--- Start Text to read ---

How to Fix Vent-Flow Problems
Putting one or two vents between the feed throat and die is a good way to remove moisture, trapped air, and other volatiles from melted plastic as it moves through an extruder.
Putting one or two vents between the feed throat and die is a good way to remove moisture, trapped air, and other volatiles from melted plastic as it moves through an extruder. But openings in the barrel can also make for problems. One of the most common difficulties is plastic flowing out of the vent. Even a small amount of vent flow hurts removal of volatiles, so product quality suffers. A lot of vent flow can plug the vent and force a shutdown of the extruder.
Two things cause vent flow: Improper screw design causes melt to back up under the vent. Or, a poor vent design “scrapes” passing melt into the port. The first step is to look into the vent port to see if melt is backing up in the screw. In most vented extruders, you can actually see the screw turn and the melt move forward. (Be sure to wear safety glasses!) Melt forms a rolling bank against the pushing flank of the screw flights, which should fill no more than 50% of the channel. If the screw is more than 50% full, screw design is probably causing the vent flow. If the screw is less than 50% full, then the screw is working correctly and the vent port and/or insert or diverter is probably causing the vent flow.

--- End Text to read ---
--- Start Listing ---

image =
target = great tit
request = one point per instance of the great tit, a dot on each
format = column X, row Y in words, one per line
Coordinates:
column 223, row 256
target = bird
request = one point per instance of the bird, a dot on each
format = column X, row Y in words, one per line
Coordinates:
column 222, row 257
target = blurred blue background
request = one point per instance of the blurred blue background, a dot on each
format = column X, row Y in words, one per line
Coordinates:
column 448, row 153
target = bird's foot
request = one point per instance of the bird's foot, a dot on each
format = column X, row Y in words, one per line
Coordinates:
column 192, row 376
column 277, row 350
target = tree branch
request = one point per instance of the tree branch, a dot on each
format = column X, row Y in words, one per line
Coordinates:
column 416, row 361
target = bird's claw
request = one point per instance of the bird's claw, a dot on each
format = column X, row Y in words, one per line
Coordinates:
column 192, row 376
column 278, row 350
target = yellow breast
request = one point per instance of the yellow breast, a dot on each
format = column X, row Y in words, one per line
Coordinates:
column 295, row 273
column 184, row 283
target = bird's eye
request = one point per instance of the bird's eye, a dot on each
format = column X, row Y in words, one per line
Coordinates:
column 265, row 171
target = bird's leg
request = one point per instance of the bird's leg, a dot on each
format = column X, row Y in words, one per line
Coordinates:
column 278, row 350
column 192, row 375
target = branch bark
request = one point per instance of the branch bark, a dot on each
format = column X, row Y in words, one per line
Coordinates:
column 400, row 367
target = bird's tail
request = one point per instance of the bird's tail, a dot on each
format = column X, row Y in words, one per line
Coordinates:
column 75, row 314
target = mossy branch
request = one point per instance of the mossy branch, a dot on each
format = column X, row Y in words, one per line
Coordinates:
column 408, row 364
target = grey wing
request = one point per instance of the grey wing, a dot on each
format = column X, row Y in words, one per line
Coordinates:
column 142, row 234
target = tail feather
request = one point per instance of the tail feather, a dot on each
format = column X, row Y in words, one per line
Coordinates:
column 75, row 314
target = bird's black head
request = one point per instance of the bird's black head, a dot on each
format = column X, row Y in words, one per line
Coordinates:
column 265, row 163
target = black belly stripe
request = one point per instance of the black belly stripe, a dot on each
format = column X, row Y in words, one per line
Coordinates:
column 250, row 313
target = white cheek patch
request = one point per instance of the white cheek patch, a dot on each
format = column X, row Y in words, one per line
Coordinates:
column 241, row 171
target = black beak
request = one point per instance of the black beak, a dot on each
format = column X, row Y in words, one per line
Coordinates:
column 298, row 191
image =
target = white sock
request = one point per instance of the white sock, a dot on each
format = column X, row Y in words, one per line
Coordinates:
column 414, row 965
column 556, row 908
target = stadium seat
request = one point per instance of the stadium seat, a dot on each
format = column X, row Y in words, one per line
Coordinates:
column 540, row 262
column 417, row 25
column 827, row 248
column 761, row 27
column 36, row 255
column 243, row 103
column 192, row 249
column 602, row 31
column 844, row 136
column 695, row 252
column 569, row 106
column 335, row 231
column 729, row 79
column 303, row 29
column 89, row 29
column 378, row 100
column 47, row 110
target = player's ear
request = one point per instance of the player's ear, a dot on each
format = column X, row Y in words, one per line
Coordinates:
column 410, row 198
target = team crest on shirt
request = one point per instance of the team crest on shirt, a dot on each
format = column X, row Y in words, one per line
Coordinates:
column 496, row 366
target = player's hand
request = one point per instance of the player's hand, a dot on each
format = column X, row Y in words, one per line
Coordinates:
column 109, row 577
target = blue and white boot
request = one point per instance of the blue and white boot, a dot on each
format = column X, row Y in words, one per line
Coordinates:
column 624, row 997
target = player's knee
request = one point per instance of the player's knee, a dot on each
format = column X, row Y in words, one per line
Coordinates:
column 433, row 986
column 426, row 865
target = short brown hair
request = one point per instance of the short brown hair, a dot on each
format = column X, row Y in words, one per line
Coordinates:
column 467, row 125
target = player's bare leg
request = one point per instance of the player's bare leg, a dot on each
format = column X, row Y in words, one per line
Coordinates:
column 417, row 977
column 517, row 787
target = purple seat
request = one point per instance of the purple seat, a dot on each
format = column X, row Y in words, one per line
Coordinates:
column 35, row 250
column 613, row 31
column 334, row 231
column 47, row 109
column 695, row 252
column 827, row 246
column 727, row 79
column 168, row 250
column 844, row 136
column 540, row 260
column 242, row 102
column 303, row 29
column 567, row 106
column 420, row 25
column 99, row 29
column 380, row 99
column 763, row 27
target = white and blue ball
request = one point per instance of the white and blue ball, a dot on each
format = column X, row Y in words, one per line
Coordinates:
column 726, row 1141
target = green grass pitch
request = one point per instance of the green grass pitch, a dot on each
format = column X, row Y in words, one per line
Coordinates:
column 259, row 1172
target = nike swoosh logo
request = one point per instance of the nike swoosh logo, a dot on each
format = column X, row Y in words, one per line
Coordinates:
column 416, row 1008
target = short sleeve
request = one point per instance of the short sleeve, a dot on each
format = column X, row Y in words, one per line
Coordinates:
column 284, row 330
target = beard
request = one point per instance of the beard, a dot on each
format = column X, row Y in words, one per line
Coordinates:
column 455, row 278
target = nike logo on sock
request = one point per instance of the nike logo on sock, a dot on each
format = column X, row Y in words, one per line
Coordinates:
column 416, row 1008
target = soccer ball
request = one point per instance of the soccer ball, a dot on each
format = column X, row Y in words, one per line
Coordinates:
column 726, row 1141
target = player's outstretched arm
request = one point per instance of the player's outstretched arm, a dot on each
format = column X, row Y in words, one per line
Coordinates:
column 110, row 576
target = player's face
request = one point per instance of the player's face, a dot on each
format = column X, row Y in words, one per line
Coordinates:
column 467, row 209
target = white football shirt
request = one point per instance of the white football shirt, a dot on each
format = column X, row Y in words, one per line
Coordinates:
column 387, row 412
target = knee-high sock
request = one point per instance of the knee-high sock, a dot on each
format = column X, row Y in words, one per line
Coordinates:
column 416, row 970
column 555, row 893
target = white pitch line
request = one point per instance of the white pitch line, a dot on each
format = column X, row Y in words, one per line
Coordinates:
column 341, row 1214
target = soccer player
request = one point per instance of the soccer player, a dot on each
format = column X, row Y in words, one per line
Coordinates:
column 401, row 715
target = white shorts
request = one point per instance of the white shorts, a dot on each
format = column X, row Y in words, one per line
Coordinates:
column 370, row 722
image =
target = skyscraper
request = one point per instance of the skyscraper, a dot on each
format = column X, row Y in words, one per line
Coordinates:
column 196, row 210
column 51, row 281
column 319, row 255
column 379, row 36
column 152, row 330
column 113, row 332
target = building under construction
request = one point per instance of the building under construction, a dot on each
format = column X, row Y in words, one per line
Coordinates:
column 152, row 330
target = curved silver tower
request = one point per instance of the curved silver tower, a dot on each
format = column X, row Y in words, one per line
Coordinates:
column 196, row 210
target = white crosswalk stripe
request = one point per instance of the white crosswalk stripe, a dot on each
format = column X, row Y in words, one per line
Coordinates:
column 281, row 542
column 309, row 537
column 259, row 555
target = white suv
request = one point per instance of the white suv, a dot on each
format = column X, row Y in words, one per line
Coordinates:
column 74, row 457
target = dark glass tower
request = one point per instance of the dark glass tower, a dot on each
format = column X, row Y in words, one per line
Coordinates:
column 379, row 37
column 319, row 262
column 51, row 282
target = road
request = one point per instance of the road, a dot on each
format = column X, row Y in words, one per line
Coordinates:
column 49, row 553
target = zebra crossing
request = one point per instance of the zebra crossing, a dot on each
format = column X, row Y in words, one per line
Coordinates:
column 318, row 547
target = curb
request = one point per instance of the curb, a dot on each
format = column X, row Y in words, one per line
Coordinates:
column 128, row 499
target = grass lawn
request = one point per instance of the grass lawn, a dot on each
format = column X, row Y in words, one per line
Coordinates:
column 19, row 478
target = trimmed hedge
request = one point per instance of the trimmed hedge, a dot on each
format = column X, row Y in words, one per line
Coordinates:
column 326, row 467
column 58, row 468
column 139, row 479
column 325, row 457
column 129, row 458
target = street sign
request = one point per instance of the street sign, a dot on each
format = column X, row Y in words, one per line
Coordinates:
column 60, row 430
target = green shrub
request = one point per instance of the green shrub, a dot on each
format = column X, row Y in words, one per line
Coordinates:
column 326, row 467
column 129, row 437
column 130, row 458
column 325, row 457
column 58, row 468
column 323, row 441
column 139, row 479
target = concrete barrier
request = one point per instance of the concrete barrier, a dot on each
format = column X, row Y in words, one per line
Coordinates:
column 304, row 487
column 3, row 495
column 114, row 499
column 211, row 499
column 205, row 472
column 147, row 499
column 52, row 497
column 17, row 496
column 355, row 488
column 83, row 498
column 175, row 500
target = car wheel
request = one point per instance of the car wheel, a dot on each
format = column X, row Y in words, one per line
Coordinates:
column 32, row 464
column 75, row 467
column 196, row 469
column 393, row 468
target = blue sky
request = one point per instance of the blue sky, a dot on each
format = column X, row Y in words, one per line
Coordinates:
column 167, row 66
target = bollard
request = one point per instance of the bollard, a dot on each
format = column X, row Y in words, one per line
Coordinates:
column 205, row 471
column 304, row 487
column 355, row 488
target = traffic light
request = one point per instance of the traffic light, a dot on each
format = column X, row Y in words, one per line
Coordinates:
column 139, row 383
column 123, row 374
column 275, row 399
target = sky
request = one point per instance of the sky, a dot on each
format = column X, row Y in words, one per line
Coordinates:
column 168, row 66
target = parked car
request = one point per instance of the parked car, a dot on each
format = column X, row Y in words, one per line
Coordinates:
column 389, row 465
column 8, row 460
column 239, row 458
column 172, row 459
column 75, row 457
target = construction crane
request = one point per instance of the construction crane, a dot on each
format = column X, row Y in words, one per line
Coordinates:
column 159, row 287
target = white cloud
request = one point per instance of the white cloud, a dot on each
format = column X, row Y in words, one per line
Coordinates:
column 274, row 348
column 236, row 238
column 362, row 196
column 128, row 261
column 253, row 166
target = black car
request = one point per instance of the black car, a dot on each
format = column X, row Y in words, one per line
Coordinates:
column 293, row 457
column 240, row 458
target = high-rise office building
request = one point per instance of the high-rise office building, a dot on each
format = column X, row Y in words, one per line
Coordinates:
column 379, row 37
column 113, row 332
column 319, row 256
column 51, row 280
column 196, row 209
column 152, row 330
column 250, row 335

--- End Listing ---

Tasks to carry out:
(a) According to the text on fixing vent-flow problems, how much of the screw channel should the rolling bank of melt fill at most?
(b) Write the next part of the text on vent-flow problems, picking up after its last sentence.
The records have nothing to do with what comes next.

Responses per task:
(a) No more than 50% of the channel.

(b)
Fixing screw problems
A vented extruder requires a special screw geometry with multiple stages to keep the melt under the vent ports at zero pressure so it doesn’t flow out. An extruder with one vent needs a two-stage screw; an extruder with two vents needs a three-stage screw. Each stage has its own zero-pressure section followed by compression and metering/pumping sections. The first stage starts with a zero-pressure feed section. Subsequent stages start with a zero-pressure extraction section, where the vent is located.
Two issues are important in screw design for a vented extruder. First, plastic has to be completely melted when it reaches the extraction section in order to permit volatiles to escape. Second, conveying capacity in the second stage must be greater than that in the first stage, so that the screw channel at the beginning of the second stage is starved. This keeps zero pressure under the vent.
Melt backs up in the extruder when the reverse occurs—i.e., when the first stage pumps more plastic than the second can handle. To solve the problem, you have to either reduce pumping capacity in the first stage or increase pumping capacity in the second stage.
A quicker fix
The fastest and easiest answer is to change process conditions rather than rework the screw. For example, Reducing temperatures increases friction and viscous stress along the barrel or screw, while raising temperatures reduces it. Increasing friction or viscosity along the barrel increases conveying, while increasing friction or viscosity along the screw surface reduces conveying.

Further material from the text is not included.